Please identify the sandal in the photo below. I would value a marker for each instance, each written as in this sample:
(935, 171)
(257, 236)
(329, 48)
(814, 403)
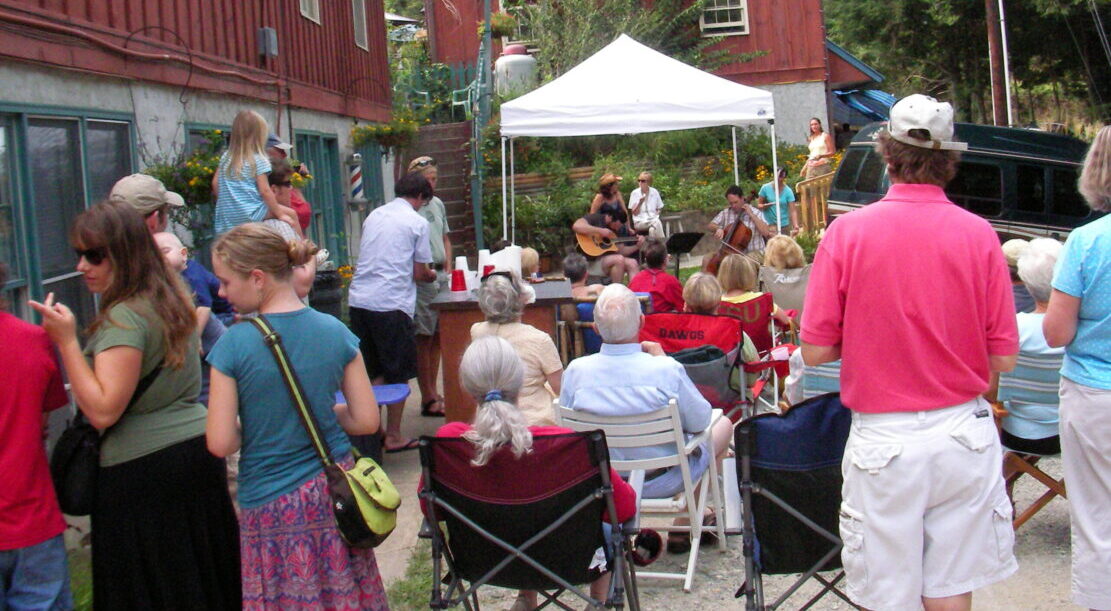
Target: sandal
(428, 412)
(709, 534)
(679, 542)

━━━━━━━━

Task goal:
Transcribe every entry word for word, but skip the pictures.

Response box:
Please identify the sandal in the photo below. I would value a marker for each instance, each written as in this sample:
(935, 171)
(257, 236)
(329, 48)
(814, 403)
Target: sandal
(428, 412)
(709, 534)
(679, 542)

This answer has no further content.